GIVEN PROBLEM — Put the records into a numbered list, one line per item and no blank lines. Start at the beginning of the records and end at the line containing "(1234, 251)", including both ends.

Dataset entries
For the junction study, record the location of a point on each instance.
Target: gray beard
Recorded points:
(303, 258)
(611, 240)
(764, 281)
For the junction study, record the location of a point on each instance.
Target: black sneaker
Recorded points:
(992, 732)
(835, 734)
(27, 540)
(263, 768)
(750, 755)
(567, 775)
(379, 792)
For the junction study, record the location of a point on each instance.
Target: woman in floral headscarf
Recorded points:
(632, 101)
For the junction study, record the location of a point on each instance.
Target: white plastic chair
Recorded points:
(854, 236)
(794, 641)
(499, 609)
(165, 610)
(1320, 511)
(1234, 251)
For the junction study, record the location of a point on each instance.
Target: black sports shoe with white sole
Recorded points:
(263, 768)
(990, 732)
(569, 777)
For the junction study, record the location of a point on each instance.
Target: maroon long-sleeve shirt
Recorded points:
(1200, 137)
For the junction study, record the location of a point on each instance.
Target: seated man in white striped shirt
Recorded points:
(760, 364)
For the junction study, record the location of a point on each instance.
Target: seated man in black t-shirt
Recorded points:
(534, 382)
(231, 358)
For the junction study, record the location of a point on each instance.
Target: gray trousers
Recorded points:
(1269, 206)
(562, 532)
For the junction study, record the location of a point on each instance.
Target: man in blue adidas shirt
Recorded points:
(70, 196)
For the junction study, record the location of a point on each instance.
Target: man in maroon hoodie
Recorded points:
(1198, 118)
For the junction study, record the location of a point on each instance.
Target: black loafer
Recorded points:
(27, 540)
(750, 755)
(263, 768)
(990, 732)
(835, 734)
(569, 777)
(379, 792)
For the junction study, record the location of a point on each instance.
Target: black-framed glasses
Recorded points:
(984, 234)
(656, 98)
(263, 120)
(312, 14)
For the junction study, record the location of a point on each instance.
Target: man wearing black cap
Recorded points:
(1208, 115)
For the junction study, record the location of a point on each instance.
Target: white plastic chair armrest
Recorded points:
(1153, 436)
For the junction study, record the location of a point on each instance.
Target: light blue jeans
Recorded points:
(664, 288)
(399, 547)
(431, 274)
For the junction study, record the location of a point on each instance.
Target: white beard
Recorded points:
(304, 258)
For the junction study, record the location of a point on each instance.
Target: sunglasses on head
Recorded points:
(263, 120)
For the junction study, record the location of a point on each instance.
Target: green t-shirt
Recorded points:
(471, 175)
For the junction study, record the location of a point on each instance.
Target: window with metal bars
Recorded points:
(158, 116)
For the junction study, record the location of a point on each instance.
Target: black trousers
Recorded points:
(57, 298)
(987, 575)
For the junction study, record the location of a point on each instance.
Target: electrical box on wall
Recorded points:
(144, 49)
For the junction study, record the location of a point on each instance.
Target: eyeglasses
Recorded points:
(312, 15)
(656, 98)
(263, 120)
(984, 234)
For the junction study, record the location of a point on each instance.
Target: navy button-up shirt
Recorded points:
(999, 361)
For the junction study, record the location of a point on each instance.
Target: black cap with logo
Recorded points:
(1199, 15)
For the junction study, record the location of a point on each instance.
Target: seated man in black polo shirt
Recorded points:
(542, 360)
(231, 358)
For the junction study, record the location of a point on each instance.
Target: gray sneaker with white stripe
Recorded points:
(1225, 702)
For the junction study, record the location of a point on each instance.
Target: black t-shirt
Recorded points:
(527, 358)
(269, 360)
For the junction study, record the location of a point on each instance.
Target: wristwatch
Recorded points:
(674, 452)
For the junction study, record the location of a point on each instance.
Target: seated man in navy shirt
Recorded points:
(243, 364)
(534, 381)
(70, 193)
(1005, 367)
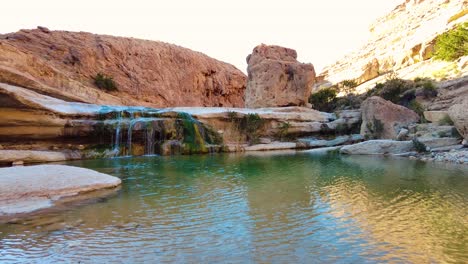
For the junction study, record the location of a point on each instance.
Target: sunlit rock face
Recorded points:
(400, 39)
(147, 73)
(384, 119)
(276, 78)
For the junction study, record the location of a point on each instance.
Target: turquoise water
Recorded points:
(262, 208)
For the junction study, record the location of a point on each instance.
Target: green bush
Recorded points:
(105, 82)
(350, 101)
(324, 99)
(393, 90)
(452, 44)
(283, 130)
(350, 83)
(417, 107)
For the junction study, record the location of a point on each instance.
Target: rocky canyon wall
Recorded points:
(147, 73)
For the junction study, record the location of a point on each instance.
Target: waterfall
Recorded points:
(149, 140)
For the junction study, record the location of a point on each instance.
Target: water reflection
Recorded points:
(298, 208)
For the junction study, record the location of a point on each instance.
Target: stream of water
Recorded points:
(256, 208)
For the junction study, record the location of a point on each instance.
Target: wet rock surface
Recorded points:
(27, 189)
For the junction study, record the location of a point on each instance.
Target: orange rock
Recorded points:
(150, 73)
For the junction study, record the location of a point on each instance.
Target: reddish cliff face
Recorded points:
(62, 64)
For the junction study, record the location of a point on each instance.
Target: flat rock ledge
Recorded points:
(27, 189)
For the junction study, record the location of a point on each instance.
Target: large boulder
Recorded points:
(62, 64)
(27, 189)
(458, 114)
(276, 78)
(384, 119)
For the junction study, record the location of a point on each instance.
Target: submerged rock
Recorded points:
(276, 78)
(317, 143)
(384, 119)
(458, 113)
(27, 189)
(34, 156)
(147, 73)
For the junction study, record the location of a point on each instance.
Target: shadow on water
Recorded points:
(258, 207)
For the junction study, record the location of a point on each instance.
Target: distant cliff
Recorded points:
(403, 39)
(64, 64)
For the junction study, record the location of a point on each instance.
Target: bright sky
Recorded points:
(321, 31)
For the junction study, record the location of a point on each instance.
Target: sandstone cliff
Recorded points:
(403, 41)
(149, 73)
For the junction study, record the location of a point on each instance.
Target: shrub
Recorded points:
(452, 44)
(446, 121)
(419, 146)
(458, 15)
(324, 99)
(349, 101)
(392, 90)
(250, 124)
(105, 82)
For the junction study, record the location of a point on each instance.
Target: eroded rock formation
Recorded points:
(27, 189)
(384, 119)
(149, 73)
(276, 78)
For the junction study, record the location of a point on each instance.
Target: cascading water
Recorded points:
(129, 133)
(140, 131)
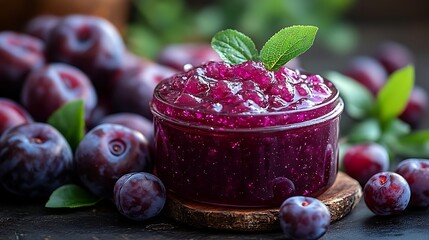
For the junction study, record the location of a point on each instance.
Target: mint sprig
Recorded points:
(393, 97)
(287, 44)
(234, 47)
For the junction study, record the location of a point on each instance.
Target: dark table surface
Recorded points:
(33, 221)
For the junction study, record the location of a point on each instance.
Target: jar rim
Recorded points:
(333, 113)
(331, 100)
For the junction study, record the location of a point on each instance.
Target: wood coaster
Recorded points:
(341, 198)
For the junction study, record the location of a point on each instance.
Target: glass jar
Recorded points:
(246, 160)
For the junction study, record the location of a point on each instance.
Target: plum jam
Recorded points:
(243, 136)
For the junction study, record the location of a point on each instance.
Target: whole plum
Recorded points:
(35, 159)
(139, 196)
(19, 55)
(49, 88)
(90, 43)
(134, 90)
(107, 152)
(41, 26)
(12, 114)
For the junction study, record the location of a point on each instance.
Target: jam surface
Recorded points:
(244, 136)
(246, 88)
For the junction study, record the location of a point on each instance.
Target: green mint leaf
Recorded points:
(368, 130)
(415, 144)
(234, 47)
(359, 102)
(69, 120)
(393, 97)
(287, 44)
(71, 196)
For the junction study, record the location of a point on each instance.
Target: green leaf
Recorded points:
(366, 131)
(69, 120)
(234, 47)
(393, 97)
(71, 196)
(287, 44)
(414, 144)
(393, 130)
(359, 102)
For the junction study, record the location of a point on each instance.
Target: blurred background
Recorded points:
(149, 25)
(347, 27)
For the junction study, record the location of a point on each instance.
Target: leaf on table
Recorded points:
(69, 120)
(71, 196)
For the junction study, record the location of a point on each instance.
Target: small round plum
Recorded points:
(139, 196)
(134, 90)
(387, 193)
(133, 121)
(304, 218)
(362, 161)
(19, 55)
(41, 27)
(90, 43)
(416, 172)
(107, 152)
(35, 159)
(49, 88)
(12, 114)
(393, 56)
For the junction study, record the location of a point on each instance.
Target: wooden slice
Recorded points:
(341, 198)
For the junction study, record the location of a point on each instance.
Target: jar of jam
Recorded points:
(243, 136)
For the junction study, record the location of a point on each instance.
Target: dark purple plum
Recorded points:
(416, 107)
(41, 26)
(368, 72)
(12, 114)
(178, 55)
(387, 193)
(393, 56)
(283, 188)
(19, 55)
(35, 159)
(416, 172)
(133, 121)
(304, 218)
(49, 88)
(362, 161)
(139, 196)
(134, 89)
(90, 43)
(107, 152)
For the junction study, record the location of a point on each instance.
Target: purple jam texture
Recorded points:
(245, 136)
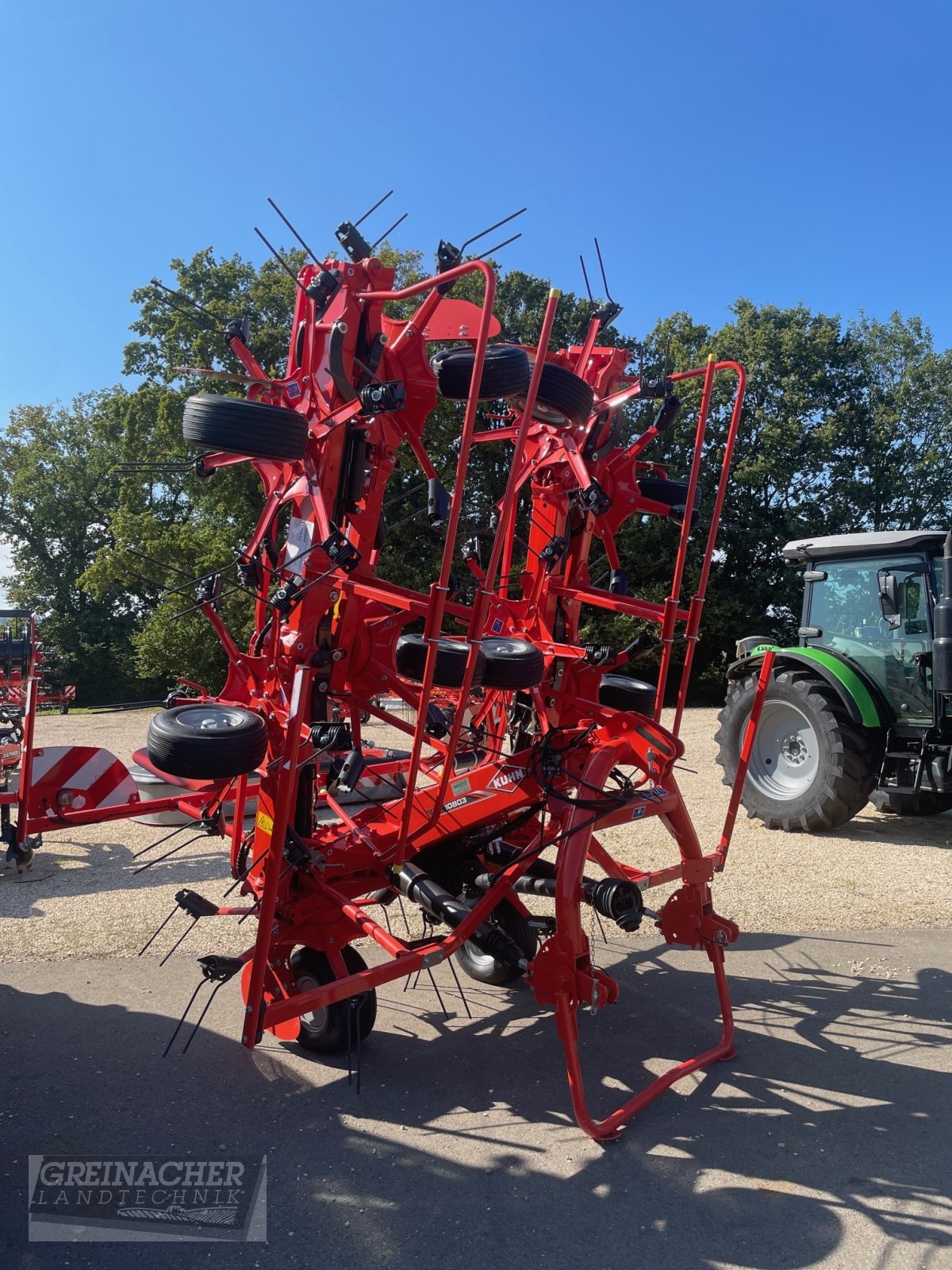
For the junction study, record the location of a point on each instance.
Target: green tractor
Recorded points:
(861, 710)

COMPLETED EXERCISE —
1. For the junction study, record the location of a point on each instance.
2. Target: gray beard
3. Recorded points:
4. (303, 258)
5. (611, 240)
6. (764, 281)
7. For the junction study, record the location of a point on each instance.
8. Target: black sneaker
9. Recorded points:
10. (992, 732)
11. (835, 734)
12. (27, 540)
13. (263, 768)
14. (750, 755)
15. (567, 775)
16. (379, 792)
17. For the junction study, record the location of a point on each instance.
18. Target: woman in floral headscarf
19. Recorded points:
20. (632, 101)
21. For the junction study, record the location of a point on each instance.
22. Target: white plastic chair
23. Recorded points:
24. (854, 236)
25. (794, 641)
26. (499, 609)
27. (165, 610)
28. (1320, 511)
29. (1234, 251)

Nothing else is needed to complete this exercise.